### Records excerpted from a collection
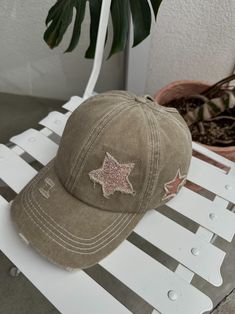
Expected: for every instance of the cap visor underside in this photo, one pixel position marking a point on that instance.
(62, 228)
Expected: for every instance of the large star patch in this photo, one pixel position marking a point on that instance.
(172, 187)
(113, 176)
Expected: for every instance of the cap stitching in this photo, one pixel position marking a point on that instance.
(81, 253)
(69, 244)
(131, 218)
(91, 246)
(34, 181)
(47, 227)
(147, 194)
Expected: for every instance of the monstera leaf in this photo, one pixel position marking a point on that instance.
(60, 16)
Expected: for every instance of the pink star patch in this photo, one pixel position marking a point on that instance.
(172, 187)
(113, 176)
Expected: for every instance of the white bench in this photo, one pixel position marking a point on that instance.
(165, 290)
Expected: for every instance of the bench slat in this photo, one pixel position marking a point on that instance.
(212, 179)
(71, 293)
(73, 103)
(153, 281)
(205, 212)
(55, 121)
(37, 145)
(14, 171)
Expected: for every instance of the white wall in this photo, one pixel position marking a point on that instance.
(191, 40)
(28, 66)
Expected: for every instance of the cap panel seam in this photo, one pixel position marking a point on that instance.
(179, 124)
(155, 157)
(93, 130)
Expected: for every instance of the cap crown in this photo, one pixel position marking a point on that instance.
(118, 151)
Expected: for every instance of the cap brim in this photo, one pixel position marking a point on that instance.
(62, 228)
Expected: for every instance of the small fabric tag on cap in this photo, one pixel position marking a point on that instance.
(113, 176)
(172, 187)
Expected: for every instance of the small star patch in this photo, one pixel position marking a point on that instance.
(113, 176)
(172, 187)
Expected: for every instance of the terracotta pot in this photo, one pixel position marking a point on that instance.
(182, 88)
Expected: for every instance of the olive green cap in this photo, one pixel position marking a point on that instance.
(120, 155)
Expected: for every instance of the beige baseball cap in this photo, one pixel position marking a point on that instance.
(120, 155)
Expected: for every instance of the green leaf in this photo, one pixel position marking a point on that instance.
(95, 9)
(120, 20)
(59, 17)
(155, 5)
(141, 17)
(80, 13)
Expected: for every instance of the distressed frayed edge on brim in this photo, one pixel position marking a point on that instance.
(49, 240)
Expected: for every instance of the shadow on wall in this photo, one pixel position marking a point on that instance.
(29, 67)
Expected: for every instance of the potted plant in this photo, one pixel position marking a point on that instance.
(209, 111)
(60, 16)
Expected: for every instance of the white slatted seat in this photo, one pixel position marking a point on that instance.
(167, 291)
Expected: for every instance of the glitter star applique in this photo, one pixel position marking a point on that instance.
(113, 176)
(172, 187)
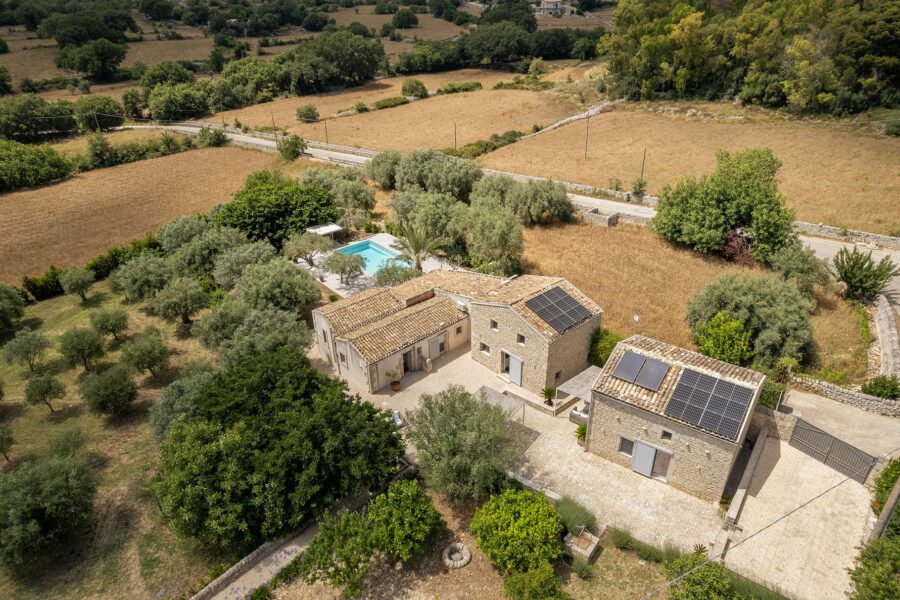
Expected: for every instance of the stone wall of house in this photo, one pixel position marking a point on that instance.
(888, 337)
(700, 463)
(568, 354)
(847, 235)
(533, 352)
(873, 404)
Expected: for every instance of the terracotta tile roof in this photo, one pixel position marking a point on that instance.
(388, 335)
(360, 309)
(517, 292)
(678, 359)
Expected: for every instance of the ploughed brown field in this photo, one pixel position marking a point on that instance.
(829, 175)
(69, 223)
(629, 271)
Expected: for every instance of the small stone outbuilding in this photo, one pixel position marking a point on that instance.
(672, 414)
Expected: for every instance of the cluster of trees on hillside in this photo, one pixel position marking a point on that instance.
(836, 57)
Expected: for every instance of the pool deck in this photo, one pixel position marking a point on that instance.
(365, 281)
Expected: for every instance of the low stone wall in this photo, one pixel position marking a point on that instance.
(888, 337)
(873, 404)
(848, 235)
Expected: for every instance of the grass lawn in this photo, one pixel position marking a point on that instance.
(629, 271)
(129, 553)
(830, 174)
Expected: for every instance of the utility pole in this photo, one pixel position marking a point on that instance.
(587, 125)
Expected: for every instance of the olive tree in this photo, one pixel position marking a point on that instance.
(180, 299)
(345, 266)
(110, 321)
(77, 280)
(111, 392)
(147, 351)
(230, 265)
(278, 283)
(306, 246)
(81, 345)
(44, 389)
(26, 348)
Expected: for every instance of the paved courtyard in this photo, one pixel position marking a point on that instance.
(805, 556)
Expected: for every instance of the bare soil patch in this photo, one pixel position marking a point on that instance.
(430, 123)
(830, 175)
(70, 222)
(629, 271)
(284, 110)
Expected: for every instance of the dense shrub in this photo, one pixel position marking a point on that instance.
(518, 530)
(251, 463)
(390, 102)
(862, 275)
(883, 387)
(42, 504)
(460, 86)
(774, 312)
(22, 165)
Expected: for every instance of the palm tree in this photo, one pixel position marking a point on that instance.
(416, 245)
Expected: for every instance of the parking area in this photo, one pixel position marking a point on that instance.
(806, 555)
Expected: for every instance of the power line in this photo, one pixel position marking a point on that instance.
(759, 531)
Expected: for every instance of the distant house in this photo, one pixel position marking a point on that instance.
(534, 331)
(672, 414)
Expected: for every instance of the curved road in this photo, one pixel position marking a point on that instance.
(824, 248)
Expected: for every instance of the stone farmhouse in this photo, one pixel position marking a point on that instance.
(533, 331)
(672, 414)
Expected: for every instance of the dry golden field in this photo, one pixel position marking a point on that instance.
(78, 145)
(830, 174)
(429, 27)
(430, 123)
(627, 270)
(283, 110)
(70, 222)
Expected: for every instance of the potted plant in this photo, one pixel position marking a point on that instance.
(549, 395)
(395, 380)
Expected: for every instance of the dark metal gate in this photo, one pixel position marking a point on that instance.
(836, 453)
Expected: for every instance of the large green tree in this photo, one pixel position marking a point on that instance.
(272, 206)
(271, 442)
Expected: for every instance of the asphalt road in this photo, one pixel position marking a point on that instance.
(823, 247)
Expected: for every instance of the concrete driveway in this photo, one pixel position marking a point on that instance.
(806, 555)
(875, 434)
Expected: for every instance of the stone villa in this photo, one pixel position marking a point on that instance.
(533, 331)
(672, 414)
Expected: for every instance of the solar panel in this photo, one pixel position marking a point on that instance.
(558, 309)
(652, 374)
(629, 366)
(709, 403)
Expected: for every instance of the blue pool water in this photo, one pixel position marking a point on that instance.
(375, 255)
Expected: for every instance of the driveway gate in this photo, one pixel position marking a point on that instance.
(837, 454)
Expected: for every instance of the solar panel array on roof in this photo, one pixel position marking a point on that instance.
(709, 403)
(640, 370)
(558, 309)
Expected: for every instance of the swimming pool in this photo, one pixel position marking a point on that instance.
(375, 255)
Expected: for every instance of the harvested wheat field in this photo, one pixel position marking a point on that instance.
(829, 175)
(284, 110)
(70, 222)
(429, 27)
(629, 270)
(429, 123)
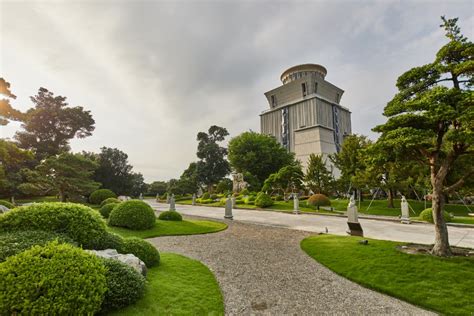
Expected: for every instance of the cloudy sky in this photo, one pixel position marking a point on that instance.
(155, 73)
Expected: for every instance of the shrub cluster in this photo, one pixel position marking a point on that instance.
(52, 279)
(427, 215)
(100, 195)
(263, 200)
(133, 214)
(170, 216)
(142, 249)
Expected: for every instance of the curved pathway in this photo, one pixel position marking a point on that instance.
(262, 270)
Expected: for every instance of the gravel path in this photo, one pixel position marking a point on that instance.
(262, 270)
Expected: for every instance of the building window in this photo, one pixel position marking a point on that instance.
(303, 89)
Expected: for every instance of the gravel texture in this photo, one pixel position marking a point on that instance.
(263, 271)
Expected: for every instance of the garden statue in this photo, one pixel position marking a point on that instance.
(228, 208)
(405, 212)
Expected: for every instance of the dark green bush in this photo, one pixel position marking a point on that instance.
(12, 243)
(142, 249)
(263, 200)
(109, 200)
(7, 204)
(81, 223)
(55, 279)
(100, 195)
(318, 200)
(133, 214)
(107, 209)
(124, 285)
(170, 216)
(427, 215)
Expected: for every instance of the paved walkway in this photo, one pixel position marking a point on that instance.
(386, 230)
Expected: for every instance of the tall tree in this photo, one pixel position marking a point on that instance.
(431, 118)
(51, 124)
(257, 156)
(212, 165)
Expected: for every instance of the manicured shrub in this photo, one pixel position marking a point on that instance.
(12, 243)
(427, 215)
(263, 200)
(55, 279)
(318, 200)
(142, 249)
(133, 214)
(81, 223)
(7, 204)
(124, 285)
(107, 209)
(109, 200)
(100, 195)
(170, 216)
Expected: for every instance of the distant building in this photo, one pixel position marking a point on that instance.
(305, 114)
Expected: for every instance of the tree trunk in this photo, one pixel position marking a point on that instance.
(441, 245)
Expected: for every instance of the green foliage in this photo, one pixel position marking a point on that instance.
(57, 279)
(109, 200)
(257, 156)
(12, 243)
(427, 215)
(124, 285)
(142, 249)
(79, 222)
(50, 125)
(98, 196)
(318, 200)
(133, 214)
(7, 204)
(170, 216)
(263, 200)
(107, 209)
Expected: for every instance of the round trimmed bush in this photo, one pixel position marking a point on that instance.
(81, 223)
(318, 200)
(170, 216)
(142, 249)
(427, 215)
(7, 204)
(109, 200)
(263, 200)
(133, 214)
(12, 243)
(55, 279)
(124, 285)
(100, 195)
(107, 209)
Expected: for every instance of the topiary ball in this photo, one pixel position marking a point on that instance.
(55, 279)
(427, 215)
(318, 200)
(109, 200)
(124, 285)
(81, 223)
(142, 249)
(170, 216)
(7, 204)
(133, 214)
(100, 195)
(263, 200)
(107, 209)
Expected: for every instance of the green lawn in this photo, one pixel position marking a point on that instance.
(171, 228)
(178, 286)
(444, 285)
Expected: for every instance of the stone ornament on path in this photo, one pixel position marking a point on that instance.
(353, 219)
(405, 211)
(228, 208)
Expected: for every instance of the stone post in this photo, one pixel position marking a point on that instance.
(228, 208)
(405, 211)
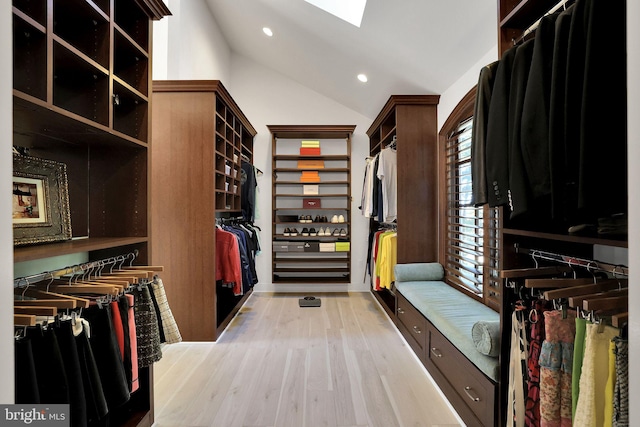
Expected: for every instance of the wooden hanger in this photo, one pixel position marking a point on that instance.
(602, 286)
(24, 320)
(145, 267)
(33, 292)
(555, 282)
(577, 301)
(57, 303)
(534, 271)
(36, 311)
(85, 289)
(619, 320)
(607, 303)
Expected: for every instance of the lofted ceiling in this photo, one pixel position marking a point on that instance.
(403, 46)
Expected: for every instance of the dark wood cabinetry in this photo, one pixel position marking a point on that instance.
(412, 120)
(311, 258)
(75, 102)
(200, 140)
(516, 19)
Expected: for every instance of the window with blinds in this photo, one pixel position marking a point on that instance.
(471, 257)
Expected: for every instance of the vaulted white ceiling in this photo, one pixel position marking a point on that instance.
(403, 46)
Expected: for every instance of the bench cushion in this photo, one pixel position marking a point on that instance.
(453, 314)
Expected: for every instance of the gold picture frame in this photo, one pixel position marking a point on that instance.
(40, 205)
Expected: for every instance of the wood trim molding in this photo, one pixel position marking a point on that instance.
(463, 110)
(311, 131)
(204, 86)
(155, 9)
(395, 100)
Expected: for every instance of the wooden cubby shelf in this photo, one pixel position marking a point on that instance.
(324, 261)
(69, 59)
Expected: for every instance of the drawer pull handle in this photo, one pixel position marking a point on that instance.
(471, 396)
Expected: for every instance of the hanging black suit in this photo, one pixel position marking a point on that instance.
(534, 132)
(479, 139)
(557, 130)
(519, 187)
(497, 145)
(602, 179)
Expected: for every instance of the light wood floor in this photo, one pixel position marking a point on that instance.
(277, 364)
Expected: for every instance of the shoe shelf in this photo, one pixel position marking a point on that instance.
(302, 208)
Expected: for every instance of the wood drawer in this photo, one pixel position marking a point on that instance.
(412, 325)
(475, 390)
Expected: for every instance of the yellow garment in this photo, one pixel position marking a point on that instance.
(595, 373)
(388, 259)
(611, 383)
(379, 254)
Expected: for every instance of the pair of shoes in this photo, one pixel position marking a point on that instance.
(305, 218)
(337, 219)
(324, 232)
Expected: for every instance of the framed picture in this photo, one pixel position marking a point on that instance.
(40, 201)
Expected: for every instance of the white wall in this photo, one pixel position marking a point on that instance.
(450, 98)
(266, 98)
(633, 71)
(269, 98)
(6, 230)
(188, 45)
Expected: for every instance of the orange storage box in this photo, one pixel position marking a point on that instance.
(310, 164)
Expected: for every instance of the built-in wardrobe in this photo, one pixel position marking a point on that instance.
(201, 162)
(409, 123)
(81, 126)
(567, 197)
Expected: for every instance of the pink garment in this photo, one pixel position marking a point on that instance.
(228, 266)
(556, 367)
(135, 384)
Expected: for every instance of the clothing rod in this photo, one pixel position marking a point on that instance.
(535, 25)
(590, 265)
(34, 278)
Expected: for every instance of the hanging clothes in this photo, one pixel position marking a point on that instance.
(479, 138)
(388, 174)
(590, 407)
(228, 264)
(517, 367)
(578, 357)
(544, 128)
(556, 365)
(621, 389)
(537, 336)
(248, 188)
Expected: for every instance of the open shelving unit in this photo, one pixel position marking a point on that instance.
(80, 97)
(298, 259)
(200, 139)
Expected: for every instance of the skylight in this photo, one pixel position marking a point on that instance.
(347, 10)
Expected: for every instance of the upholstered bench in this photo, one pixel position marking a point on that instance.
(454, 335)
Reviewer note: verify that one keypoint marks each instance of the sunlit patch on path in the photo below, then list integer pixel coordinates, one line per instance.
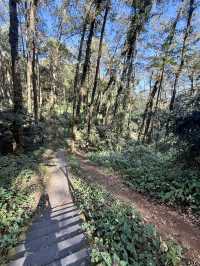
(55, 237)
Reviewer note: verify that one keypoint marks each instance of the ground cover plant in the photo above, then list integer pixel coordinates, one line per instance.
(17, 197)
(157, 174)
(117, 233)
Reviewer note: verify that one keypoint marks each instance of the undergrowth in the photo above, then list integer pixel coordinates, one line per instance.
(159, 175)
(16, 197)
(117, 233)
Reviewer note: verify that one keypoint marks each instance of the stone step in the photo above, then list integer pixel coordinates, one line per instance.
(52, 218)
(54, 252)
(37, 244)
(79, 258)
(52, 227)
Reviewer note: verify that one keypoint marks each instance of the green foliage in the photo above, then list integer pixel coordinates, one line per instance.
(154, 173)
(16, 197)
(116, 231)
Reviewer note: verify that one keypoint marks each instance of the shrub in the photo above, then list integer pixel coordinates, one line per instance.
(154, 173)
(117, 233)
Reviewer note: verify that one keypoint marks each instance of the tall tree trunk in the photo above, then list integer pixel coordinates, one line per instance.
(86, 67)
(182, 59)
(135, 28)
(17, 88)
(148, 113)
(31, 58)
(97, 67)
(76, 77)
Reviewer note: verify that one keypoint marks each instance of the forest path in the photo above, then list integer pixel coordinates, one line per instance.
(168, 221)
(55, 237)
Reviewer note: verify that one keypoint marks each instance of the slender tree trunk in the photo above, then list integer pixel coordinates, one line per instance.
(17, 88)
(182, 60)
(76, 77)
(31, 58)
(97, 68)
(86, 67)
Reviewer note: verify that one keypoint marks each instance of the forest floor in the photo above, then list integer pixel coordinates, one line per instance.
(169, 222)
(55, 236)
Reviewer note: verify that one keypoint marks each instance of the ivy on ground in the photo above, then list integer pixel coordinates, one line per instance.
(117, 233)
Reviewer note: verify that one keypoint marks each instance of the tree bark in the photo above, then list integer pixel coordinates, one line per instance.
(182, 60)
(97, 68)
(17, 88)
(31, 58)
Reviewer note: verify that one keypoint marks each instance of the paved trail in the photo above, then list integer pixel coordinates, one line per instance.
(55, 237)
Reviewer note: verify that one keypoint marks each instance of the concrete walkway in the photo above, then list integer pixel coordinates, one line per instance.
(55, 237)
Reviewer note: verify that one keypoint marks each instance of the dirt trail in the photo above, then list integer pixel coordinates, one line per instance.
(168, 222)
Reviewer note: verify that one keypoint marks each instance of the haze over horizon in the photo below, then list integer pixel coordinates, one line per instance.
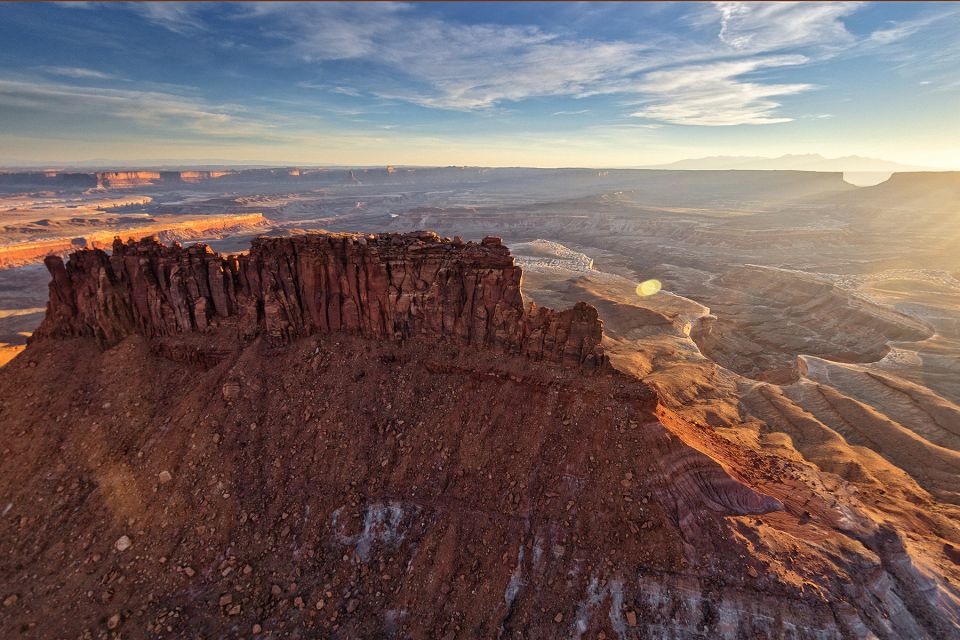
(439, 84)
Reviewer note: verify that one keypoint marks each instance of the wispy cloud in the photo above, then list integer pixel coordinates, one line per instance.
(180, 17)
(716, 95)
(772, 26)
(165, 111)
(79, 73)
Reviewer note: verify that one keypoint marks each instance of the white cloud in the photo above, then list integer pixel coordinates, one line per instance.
(79, 73)
(772, 26)
(715, 94)
(179, 17)
(166, 111)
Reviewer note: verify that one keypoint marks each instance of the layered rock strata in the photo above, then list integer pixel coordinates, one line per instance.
(390, 286)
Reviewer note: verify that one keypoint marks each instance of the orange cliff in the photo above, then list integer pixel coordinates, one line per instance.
(392, 286)
(24, 253)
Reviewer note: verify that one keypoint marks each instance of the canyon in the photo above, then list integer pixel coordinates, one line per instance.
(377, 429)
(209, 397)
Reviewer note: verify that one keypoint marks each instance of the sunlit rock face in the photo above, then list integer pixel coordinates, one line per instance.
(392, 286)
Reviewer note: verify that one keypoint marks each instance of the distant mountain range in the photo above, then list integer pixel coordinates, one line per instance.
(790, 162)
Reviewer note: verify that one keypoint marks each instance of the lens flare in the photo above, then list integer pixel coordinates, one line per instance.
(648, 288)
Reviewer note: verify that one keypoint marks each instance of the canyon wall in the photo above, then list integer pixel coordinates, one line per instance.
(391, 286)
(19, 254)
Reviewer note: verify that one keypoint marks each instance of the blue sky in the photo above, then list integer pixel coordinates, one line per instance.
(538, 84)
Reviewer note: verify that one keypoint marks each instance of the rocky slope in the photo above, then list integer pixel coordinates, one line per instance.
(349, 436)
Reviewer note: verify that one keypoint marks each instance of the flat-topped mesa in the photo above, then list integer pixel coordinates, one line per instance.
(391, 286)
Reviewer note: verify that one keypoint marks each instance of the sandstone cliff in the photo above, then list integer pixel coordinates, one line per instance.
(391, 286)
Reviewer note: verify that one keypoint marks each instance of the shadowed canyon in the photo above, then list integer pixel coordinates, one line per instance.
(470, 402)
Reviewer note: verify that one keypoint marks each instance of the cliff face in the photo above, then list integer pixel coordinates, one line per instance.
(389, 286)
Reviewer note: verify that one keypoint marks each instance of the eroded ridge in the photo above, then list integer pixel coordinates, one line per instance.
(391, 286)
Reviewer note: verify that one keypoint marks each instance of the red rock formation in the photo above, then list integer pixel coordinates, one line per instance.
(120, 179)
(387, 286)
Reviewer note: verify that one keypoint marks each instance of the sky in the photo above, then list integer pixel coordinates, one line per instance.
(502, 84)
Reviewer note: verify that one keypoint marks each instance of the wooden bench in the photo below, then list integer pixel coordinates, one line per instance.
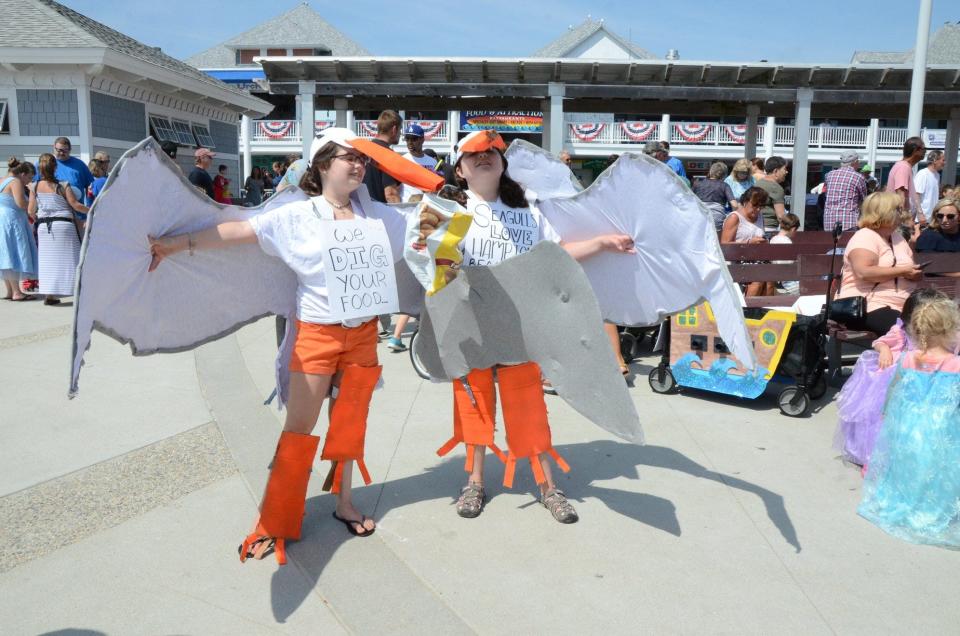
(807, 262)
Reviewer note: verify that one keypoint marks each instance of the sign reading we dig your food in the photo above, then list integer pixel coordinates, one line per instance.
(359, 269)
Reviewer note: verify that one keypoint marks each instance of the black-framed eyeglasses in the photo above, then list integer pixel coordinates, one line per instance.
(352, 159)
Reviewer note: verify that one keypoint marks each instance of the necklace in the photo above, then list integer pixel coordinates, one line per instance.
(338, 206)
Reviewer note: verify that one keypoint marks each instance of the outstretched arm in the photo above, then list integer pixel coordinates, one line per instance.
(582, 250)
(222, 235)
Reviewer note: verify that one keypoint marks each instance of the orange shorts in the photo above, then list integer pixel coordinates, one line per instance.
(324, 349)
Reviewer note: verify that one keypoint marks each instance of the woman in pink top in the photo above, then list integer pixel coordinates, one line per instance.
(878, 263)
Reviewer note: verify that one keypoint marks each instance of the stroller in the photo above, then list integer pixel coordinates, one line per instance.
(790, 349)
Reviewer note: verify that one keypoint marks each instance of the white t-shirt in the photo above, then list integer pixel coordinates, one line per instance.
(927, 184)
(427, 162)
(292, 233)
(499, 231)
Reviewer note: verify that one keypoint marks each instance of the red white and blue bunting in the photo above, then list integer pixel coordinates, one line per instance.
(638, 130)
(693, 133)
(368, 128)
(587, 132)
(430, 128)
(275, 129)
(736, 133)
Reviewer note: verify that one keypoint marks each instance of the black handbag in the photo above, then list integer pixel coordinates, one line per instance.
(849, 311)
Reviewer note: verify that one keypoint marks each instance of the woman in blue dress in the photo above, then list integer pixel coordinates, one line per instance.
(18, 252)
(912, 486)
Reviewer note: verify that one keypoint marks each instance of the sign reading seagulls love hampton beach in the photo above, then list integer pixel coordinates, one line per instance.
(361, 280)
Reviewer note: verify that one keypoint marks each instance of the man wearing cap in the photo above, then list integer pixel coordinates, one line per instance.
(414, 136)
(381, 186)
(846, 188)
(199, 176)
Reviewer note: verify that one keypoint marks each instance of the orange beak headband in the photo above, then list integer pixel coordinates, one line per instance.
(480, 141)
(396, 166)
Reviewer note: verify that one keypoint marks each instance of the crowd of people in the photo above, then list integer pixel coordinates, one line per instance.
(898, 410)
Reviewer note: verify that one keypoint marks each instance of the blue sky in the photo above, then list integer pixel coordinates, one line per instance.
(825, 31)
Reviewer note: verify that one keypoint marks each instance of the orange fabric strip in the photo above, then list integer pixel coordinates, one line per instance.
(537, 469)
(363, 471)
(449, 446)
(509, 470)
(564, 466)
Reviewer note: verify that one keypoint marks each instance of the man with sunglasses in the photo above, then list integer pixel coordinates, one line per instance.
(69, 169)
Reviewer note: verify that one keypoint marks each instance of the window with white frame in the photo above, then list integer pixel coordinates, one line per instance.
(202, 134)
(162, 130)
(184, 135)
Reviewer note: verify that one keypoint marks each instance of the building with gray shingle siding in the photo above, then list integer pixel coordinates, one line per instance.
(64, 74)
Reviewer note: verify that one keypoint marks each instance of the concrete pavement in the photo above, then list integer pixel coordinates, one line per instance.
(120, 513)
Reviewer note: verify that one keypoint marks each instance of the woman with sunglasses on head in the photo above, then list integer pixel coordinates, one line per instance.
(506, 224)
(329, 357)
(943, 234)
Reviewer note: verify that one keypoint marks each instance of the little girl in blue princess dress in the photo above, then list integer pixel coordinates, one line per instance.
(860, 403)
(912, 485)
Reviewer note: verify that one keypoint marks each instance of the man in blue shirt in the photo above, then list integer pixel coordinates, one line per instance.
(69, 169)
(673, 162)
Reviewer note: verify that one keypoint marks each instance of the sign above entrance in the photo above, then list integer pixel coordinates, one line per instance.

### Problem description
Once the line with "the man with" has been found in the records above, retype it and every line after it exactly, and include nothing else.

### Your solution
Reviewer note: verify that one keypoint marks each instance of the man with sunglasses in the photo above, then list integer pixel coordinates, one line per instance.
(69, 169)
Reviewer note: verify that one keypoint marks each instance of the window with white frame in the photo above, then list integer pixel coordinates, one line per instance.
(202, 134)
(162, 130)
(184, 135)
Reviewer note: verify that one keypoint marks each instance of the building with gray shingle siding in the photo above, then list integer pixel coordinates, one line per instance.
(64, 74)
Reviewer note: verify that one keypoint marks each instance of the concrete pavement in the photo above, then list integer pixel coordinates, one line per instance.
(120, 513)
Reviewer note: verify that one keypoint marks each instance of the woman with sunglasses on head in the photo above, then list integer pixel coordinates, one line per instance.
(506, 224)
(329, 357)
(943, 234)
Reviewer note: verify that one keypoint marks each instance of the little girl in blue princess dress in the photo above, then list integer pixel coordinates, one line per instance.
(860, 403)
(912, 485)
Reviewer note: verify that one keypoint marks each instance of the man in blue shirt in the photo above, then list integer pixel coordinates, one line per instance.
(69, 169)
(673, 162)
Reviewer note: verify that one keypoint marks each instance of the sign above entrance in the photo above, then list integer pixel coordinates, one line per instance.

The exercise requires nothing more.